## SUPPLIED TEXT
——

Here in King County, where the convention is held, cases are still in the low hundreds per day, with the overwhelming majority among the unvaccinated. Meanwhile, as of this writing, 78 percent of the county’s 12-and-over population is fully vaccinated. Speaking of prayers, I suspect almost everyone in attendance was, like me, muttering a few silent ones each day we walked into the convention. We all hoped that we would not join any of the fell statistics we’ve all been obsessively tracking since March 2020. Was it worth it?
Amidst the unending hell of the pandemic, it can be easy for some to forget what we’ve spent the last year fighting for: to save lives and race toward the ability to meet and gather once more. It is also easy for some to forget that there will be no flipping of a switch, no single moment when everyone feels safe amidst such gatherings. Camp PAX’s intimacy was no failing, despite the caterwauling of some Redditors who seem not to understand the immense toll that ongoing border closures, travel restrictions, and the Delta variant itself, claim on such events. That PAX happened at all was a small miracle; that it retained its essence as a gathering was nothing short of magical.
It was also good because a smaller event was, simply, safer and more approachable for some. I’m keenly aware of the fact that the enthusiastic devs and exhibitors I interviewed are a self-selected group. Those who feel very differently, who thought PAX irresponsible, or who felt unsafe, simply weren’t in attendance at all. But this slow, steady, turning up of a dial is what we can expect over the next two years as the world staggers towards endemic, vaccine-mediated COVID. People will only feel safe when they are ready, and these adjustments are all occurring on different schedules, built around different needs—a crucial point to bear in mind as school begins again with vast, unvaccinated classrooms in many countries.
For those of us who opted to take the risk, PAX was perhaps more rewarding than it had ever been. The lighter workload was a blessing for many exhibitors and Enforcers. The greater distance between booths—intended for social distancing—ended up being a boon for disabled people; there was more space than ever for wheelchairs, more room for autistic people like me to not constantly bump into people or get stuck in immobile crowds. Two meters of space is not meaningfully protective from COVID in an indoor space. Vaccines and masks are, in that order. But it was good to see that the added space was useful, nevertheless. It’s worth maintaining in the future.

——

Extracted data entries:
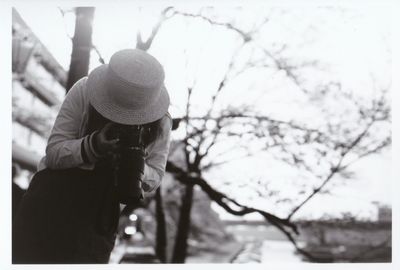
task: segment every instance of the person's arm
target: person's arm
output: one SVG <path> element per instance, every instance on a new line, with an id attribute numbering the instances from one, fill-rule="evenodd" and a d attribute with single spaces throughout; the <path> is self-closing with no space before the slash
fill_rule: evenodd
<path id="1" fill-rule="evenodd" d="M 143 191 L 145 196 L 155 191 L 161 184 L 161 179 L 165 173 L 167 164 L 172 119 L 169 114 L 165 115 L 161 121 L 162 135 L 151 146 L 145 160 Z"/>
<path id="2" fill-rule="evenodd" d="M 79 137 L 85 106 L 88 106 L 85 87 L 86 78 L 76 82 L 61 105 L 46 147 L 45 164 L 50 169 L 79 167 L 96 158 L 90 151 L 93 135 Z"/>

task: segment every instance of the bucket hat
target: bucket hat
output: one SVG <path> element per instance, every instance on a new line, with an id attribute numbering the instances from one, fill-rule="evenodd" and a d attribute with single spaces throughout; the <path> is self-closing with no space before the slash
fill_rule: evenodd
<path id="1" fill-rule="evenodd" d="M 121 50 L 111 56 L 109 64 L 90 72 L 87 79 L 89 102 L 113 122 L 150 123 L 168 111 L 170 100 L 164 77 L 161 64 L 147 52 Z"/>

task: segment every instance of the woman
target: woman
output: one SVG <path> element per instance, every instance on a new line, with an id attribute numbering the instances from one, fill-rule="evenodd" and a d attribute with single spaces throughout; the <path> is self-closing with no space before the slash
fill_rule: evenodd
<path id="1" fill-rule="evenodd" d="M 107 263 L 119 218 L 110 131 L 140 126 L 142 197 L 160 185 L 172 120 L 164 71 L 140 50 L 116 52 L 68 92 L 13 224 L 14 263 Z M 135 164 L 132 164 L 132 168 Z"/>

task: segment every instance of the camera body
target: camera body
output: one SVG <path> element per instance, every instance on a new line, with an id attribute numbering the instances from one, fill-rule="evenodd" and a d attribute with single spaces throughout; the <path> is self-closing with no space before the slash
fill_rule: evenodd
<path id="1" fill-rule="evenodd" d="M 119 139 L 114 155 L 114 178 L 120 203 L 132 204 L 142 198 L 142 178 L 145 165 L 144 127 L 115 125 L 109 136 Z"/>

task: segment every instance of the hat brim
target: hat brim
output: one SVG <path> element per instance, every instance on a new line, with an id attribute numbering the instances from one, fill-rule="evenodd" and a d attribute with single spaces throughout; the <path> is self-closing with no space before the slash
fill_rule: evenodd
<path id="1" fill-rule="evenodd" d="M 113 102 L 107 89 L 108 65 L 95 68 L 88 76 L 87 90 L 90 104 L 105 118 L 124 125 L 142 125 L 156 121 L 168 112 L 168 92 L 162 85 L 158 99 L 144 108 L 126 108 Z"/>

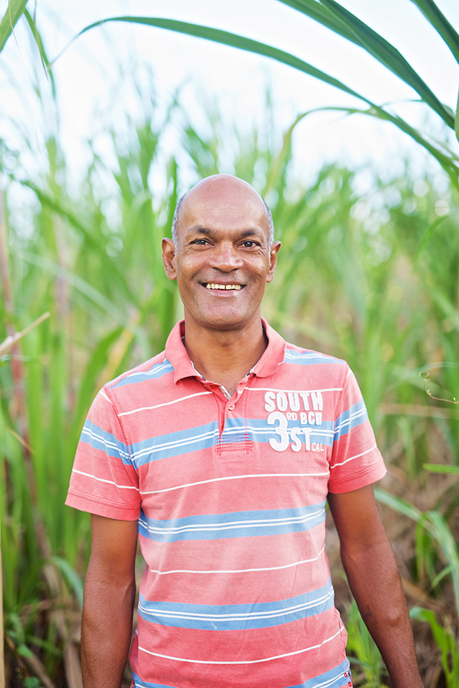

——

## YOUR ASSIGNMENT
Answer these questions from the convention text:
1. What percentage of King County's 12-and-over population is fully vaccinated?
2. What does the writer say the greater distance between booths turned out to be for disabled people?
3. Over what period does the writer expect the "slow, steady, turning up of a dial"?
Work only from the text about the convention.

## SOLUTION TO THE PROBLEM
1. 78 percent.
2. A boon.
3. The next two years.